_GIVEN EXERCISE_:
Copy every one of the records below word for word, line by line, changing nothing.

_INFORMATION PROVIDED_:
╔══

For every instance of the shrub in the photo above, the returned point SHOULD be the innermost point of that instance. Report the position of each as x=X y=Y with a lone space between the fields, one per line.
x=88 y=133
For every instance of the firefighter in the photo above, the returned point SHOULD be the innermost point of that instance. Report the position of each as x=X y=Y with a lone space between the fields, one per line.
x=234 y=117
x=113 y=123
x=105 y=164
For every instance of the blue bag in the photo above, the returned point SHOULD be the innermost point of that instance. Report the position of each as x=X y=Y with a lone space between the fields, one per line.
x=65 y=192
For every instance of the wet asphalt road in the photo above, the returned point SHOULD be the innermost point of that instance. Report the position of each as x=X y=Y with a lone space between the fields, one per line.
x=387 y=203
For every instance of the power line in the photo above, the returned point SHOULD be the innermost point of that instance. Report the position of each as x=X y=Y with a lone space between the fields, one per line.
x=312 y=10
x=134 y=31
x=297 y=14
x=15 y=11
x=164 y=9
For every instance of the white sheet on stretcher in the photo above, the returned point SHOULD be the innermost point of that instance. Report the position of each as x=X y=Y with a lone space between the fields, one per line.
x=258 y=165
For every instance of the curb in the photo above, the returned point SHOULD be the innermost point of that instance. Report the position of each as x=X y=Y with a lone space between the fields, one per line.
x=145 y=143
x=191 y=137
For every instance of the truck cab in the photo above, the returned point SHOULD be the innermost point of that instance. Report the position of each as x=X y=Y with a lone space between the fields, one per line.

╚══

_REPLY TO THE TASK_:
For every instance of the shrub in the photo above, the returned point SHOULD be the innermost point of that instance. Report the position of each as x=X y=Y with a lone space between the fields, one per line.
x=88 y=133
For every instance of the firefighter in the photo above, the returned point SHOULD be the innermost point of that instance. Report the position of each as x=X y=Y with a lone space between the fields, one per line.
x=234 y=117
x=113 y=123
x=105 y=164
For every instance of the blue bag in the photo above, the returned point SHOULD be the innermost point of that instance. Report the position of each as x=X y=Y with a lone space between the fields, one per line.
x=65 y=192
For every instance of the wet asphalt road in the photo above, the returned point SHOULD be the innermost point of that instance. Report the position of each as x=X y=Y with a lone space between the fields, one per line.
x=387 y=203
For every instance of the power line in the photo above, the returned point SHOULD be the innermost point of that instance. Report the position of each as x=X y=Y with a lone space between the fields, one per line.
x=312 y=10
x=134 y=31
x=297 y=14
x=15 y=11
x=164 y=9
For every instance of the white sheet on stretcher in the photo above, the returned point SHOULD be the innermost point of that instance. Report the position of each as x=X y=Y with a lone space between the fields, one per line.
x=258 y=165
For every instance of the curb in the photo above, the returned point SHOULD be the innermost point of that instance. Report the position of each as x=X y=Y with a lone space between the fields, one per line.
x=145 y=143
x=191 y=137
For every instance of the truck cab in the photo above, the returned point SHOULD be the innermost point of that instance. Report the position of each as x=X y=Y with a lone space between the fields, one per line.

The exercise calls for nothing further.